Top of Given entries

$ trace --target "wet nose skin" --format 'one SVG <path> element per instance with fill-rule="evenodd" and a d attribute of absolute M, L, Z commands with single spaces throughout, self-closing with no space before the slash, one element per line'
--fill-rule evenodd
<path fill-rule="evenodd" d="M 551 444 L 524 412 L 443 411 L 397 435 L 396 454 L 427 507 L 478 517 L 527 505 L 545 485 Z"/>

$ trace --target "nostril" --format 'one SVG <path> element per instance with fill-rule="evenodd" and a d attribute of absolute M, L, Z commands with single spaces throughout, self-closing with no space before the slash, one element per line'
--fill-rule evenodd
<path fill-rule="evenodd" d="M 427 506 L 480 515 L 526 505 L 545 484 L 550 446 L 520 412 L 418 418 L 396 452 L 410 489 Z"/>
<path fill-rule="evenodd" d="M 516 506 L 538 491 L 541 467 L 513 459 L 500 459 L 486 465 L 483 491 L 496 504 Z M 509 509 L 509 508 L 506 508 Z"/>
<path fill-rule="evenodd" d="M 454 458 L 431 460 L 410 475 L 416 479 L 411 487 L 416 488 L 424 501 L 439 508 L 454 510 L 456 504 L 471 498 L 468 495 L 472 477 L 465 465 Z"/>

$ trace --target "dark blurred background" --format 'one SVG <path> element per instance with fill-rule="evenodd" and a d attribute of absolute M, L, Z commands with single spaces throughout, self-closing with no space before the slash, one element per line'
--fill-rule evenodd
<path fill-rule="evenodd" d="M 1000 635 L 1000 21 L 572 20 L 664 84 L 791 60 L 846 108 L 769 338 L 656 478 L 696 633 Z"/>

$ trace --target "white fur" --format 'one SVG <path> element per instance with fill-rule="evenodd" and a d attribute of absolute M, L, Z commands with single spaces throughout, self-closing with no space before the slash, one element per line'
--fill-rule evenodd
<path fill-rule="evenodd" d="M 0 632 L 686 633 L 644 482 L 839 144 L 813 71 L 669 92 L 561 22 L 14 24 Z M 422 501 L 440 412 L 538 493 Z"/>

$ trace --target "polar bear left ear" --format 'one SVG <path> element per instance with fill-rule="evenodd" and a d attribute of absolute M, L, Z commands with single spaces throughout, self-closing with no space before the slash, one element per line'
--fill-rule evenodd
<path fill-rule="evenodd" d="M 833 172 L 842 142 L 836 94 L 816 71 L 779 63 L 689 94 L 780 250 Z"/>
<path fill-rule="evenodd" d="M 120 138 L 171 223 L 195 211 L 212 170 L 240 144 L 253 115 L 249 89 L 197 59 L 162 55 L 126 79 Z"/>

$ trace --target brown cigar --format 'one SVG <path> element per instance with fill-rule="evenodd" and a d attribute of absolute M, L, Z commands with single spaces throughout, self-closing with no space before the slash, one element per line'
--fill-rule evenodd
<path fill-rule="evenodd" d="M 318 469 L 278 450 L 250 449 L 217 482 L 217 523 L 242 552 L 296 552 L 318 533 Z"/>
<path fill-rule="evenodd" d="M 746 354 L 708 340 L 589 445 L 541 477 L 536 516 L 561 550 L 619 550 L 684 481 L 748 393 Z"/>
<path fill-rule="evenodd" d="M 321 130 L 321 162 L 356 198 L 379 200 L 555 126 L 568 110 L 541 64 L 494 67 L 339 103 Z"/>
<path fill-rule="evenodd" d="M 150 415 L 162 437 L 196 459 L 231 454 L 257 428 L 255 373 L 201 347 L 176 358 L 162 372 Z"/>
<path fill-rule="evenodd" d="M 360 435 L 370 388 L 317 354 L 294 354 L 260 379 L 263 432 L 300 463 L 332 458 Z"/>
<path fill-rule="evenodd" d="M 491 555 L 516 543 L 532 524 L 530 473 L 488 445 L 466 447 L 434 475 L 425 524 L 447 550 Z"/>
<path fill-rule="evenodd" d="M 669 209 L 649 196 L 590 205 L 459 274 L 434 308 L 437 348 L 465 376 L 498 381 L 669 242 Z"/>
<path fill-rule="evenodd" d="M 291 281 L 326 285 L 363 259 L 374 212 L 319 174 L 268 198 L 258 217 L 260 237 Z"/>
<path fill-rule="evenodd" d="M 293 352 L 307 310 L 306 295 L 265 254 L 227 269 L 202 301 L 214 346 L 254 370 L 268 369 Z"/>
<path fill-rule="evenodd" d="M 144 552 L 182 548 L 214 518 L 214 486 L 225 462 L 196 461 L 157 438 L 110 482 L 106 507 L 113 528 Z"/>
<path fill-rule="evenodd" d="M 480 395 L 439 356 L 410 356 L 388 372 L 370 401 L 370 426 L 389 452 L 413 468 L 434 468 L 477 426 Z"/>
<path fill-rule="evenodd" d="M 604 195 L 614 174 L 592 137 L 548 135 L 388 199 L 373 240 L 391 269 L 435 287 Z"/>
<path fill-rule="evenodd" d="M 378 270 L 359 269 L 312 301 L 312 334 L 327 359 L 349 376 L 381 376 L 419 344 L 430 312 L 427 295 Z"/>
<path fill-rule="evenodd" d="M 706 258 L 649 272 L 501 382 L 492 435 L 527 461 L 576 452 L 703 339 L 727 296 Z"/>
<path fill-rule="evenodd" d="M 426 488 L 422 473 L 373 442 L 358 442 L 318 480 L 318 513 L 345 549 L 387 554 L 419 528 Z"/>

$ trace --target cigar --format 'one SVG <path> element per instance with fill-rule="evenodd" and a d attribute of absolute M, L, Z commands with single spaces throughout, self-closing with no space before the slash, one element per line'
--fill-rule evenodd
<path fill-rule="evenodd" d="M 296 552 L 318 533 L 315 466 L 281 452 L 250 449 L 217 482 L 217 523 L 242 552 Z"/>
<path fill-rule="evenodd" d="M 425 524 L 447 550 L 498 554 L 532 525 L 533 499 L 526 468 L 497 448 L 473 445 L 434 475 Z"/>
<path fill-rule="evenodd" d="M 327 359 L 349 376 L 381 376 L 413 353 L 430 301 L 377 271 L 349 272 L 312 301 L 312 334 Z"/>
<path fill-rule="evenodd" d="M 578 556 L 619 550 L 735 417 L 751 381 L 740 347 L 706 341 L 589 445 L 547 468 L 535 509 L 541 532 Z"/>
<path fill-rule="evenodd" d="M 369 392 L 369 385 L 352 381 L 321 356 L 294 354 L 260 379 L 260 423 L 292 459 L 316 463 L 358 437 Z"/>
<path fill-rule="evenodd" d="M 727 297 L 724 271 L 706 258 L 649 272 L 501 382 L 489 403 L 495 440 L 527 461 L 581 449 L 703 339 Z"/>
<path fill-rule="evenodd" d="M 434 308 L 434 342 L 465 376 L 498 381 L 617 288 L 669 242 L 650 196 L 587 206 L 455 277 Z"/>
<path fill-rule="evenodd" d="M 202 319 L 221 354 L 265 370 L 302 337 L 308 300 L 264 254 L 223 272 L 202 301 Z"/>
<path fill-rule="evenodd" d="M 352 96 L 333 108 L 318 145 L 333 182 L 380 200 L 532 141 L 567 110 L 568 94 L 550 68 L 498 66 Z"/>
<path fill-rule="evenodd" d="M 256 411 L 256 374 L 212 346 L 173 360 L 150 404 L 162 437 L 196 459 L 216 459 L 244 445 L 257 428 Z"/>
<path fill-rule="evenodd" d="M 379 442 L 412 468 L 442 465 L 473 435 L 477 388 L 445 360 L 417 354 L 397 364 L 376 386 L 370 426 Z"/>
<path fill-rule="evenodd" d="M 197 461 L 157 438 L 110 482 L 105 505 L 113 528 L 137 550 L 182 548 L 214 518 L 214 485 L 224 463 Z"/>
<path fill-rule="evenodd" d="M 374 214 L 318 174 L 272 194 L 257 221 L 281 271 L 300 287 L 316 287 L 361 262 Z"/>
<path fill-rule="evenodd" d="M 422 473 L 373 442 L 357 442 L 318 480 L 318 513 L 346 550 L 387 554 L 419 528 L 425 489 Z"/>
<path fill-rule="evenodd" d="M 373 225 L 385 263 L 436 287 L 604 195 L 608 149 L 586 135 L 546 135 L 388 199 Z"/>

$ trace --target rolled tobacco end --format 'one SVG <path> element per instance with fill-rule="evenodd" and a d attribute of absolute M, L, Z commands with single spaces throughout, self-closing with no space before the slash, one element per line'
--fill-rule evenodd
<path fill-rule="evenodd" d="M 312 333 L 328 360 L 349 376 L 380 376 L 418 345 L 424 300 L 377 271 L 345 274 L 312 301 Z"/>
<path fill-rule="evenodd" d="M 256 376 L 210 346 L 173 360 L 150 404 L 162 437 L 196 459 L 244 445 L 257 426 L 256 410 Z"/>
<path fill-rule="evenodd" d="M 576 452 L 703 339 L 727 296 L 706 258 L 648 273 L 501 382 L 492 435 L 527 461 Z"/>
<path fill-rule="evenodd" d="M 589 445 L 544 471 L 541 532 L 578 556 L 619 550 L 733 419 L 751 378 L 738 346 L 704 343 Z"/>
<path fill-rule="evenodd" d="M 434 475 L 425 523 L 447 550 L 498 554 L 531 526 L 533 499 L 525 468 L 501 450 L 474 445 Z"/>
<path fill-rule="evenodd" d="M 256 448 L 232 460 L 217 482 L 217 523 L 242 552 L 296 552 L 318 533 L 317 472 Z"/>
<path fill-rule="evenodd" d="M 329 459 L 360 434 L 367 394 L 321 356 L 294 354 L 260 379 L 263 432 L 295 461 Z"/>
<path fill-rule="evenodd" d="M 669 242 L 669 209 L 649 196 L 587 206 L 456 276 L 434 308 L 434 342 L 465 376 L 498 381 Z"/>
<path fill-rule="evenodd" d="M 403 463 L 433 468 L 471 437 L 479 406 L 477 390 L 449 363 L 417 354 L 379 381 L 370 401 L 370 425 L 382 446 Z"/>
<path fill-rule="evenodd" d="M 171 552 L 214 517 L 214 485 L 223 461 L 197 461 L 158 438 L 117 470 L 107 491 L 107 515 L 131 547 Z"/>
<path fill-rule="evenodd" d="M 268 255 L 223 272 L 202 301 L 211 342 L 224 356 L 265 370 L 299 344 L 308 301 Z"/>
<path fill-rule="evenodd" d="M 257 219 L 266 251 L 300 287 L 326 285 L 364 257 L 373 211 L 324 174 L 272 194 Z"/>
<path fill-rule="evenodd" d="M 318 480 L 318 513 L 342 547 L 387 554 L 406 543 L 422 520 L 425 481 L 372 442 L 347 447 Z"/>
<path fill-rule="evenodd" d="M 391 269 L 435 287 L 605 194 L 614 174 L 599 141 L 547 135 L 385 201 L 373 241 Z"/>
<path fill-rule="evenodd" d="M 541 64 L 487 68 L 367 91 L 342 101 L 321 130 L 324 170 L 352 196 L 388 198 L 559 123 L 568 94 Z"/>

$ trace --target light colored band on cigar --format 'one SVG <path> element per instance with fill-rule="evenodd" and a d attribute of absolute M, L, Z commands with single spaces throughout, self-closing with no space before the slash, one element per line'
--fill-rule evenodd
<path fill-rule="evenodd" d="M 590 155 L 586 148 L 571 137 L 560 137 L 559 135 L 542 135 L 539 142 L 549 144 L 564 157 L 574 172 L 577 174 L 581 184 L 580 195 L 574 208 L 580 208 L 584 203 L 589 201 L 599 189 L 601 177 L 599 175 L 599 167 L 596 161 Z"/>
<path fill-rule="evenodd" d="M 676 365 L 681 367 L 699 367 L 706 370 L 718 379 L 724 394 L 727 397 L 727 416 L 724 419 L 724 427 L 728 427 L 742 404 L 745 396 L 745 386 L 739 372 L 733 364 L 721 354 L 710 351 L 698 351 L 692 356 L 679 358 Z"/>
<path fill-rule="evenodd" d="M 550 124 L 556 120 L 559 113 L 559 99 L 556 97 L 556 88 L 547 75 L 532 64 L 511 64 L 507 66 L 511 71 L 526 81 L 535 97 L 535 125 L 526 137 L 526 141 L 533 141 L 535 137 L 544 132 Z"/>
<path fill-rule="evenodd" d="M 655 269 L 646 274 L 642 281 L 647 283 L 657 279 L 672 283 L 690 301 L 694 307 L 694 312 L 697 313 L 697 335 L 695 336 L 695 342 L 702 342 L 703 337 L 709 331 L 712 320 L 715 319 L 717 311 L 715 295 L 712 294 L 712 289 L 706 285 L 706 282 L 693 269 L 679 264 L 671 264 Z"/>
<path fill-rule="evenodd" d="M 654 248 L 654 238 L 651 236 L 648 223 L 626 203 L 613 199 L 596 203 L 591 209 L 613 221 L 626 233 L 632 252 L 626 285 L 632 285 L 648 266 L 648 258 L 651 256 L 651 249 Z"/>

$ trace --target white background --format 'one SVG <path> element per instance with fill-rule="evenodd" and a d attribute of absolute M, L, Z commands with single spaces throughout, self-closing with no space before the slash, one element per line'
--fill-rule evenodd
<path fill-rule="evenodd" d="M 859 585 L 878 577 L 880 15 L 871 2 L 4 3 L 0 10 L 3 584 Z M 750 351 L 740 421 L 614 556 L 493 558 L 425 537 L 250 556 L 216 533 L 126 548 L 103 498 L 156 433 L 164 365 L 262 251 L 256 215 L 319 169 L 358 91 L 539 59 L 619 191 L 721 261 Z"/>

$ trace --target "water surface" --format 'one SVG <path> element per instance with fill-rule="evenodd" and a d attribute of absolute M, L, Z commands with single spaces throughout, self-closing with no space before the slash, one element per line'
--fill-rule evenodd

Bottom of Given entries

= What the exercise asks =
Lines with the word "cigar": how many are there in the material? Answer with the number alone.

= Answer space =
3